EXERCISE DIRECTIONS:
According to the abstract on the library of CID accurate mass spectra, at which collision energies were the fragment spectra acquired?

GIVEN PASSAGE:

--------------------------------------------------

Development and practical application of a library of CID accurate mass spectra of more than 2,500 toxic compounds for systematic toxicological analysis by LC-QTOF-MS with data-dependent acquisition.

A library of collision-induced dissociation (CID) accurate mass spectra has been developed for efficient use of liquid chromatography in combination with hybrid quadrupole time-of-flight mass spectrometry (LC-QTOF-MS) as a tool in systematic toxicological analysis. The mass spectra (Δm < 3 ppm) of more than 2,500 illegal and therapeutic drugs, pesticides, alkaloids, other toxic chemicals and metabolites were measured, by use of an Agilent 6530 instrument, by flow-injection of 1 ng of the pure substances in aqueous ammonium formate-formic acid-methanol, with positive and negative electrospray-ionization (ESI), selection of the protonated or deprotonated molecules [M+H](+) or [M-H](-) by the quadrupole, and collision induced dissociation (CID) with nitrogen as collision gas at CID energies of 10, 20, and 40 eV. The fragment mass spectra were controlled for structural plausibility, corrected by recalculation to the theoretical fragment masses and added to a database of accurate mass data and molecular formulas of more than 7,500 toxicologically relevant substances to form the "database and library of toxic compounds". For practical evaluation, blood and urine samples were spiked with a mixture of 33 drugs at seven concentrations between 0.5 and 500 ng mL(-1), prepared by dichloromethane extraction or protein precipitation, and analyzed by LC-QTOF-MS in data-dependent acquisition mode. Unambiguous identification by library search was possible for typical basic drugs down to 0.5-2 ng mL(-1) and for benzodiazepines down to 2-20 ng mL(-1). The efficiency of the method was also demonstrated by re-analysis of venous blood samples from 50 death cases and comparison with previous results. In conclusion, LC-QTOF-MS in data-dependent acquisition mode combined with an accurate mass database and CID spectra library seemed to be one of the most efficient tools for systematic toxicological analysis.

--------------------------------------------------

[Saved data entries]
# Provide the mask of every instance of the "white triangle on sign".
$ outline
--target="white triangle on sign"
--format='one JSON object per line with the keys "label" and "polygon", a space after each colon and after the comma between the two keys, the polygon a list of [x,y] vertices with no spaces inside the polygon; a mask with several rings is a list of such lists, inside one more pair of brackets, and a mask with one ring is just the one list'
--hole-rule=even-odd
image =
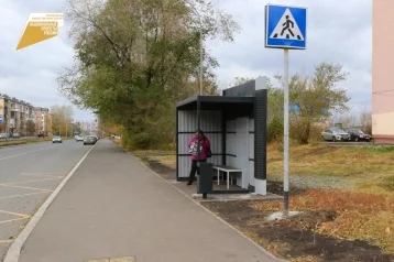
{"label": "white triangle on sign", "polygon": [[304,35],[299,31],[298,24],[288,8],[277,22],[270,39],[304,41]]}

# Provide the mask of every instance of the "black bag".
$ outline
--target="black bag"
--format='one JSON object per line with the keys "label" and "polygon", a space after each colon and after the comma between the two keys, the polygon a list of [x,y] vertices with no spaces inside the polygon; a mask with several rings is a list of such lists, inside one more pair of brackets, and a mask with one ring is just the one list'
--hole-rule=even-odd
{"label": "black bag", "polygon": [[210,148],[207,148],[207,157],[211,157],[212,156],[212,151],[210,151]]}

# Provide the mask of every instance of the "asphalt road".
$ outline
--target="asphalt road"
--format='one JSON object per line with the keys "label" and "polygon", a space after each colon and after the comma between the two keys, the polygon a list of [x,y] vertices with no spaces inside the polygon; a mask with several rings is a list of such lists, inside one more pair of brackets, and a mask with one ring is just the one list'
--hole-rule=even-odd
{"label": "asphalt road", "polygon": [[69,140],[0,149],[0,261],[13,238],[90,148]]}

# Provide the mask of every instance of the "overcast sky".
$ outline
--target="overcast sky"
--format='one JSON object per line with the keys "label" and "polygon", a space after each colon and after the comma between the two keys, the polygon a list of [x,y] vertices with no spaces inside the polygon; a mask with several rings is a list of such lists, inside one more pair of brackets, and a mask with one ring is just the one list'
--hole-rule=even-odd
{"label": "overcast sky", "polygon": [[[206,42],[220,63],[221,88],[238,77],[272,77],[283,72],[283,51],[264,47],[264,6],[281,3],[308,8],[306,51],[291,51],[291,73],[311,74],[321,62],[340,63],[349,72],[341,85],[355,110],[371,108],[372,0],[214,0],[241,25],[233,43]],[[73,43],[66,28],[57,37],[15,51],[29,13],[63,12],[64,0],[0,0],[0,94],[39,107],[68,103],[55,80],[73,64]],[[75,118],[89,120],[90,112],[76,110]]]}

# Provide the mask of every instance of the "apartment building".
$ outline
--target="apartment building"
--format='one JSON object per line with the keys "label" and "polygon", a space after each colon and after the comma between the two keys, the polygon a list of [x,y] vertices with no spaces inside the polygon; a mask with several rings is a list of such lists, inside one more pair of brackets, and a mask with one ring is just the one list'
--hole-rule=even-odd
{"label": "apartment building", "polygon": [[0,94],[1,132],[26,133],[26,121],[33,120],[33,106],[15,97]]}
{"label": "apartment building", "polygon": [[35,133],[48,133],[51,123],[50,109],[35,107],[34,109]]}
{"label": "apartment building", "polygon": [[372,137],[377,143],[394,143],[394,88],[392,18],[394,1],[373,0],[372,14]]}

--------------------------------------------------

OUTPUT OF THE EXERCISE:
10, 20, and 40 eV.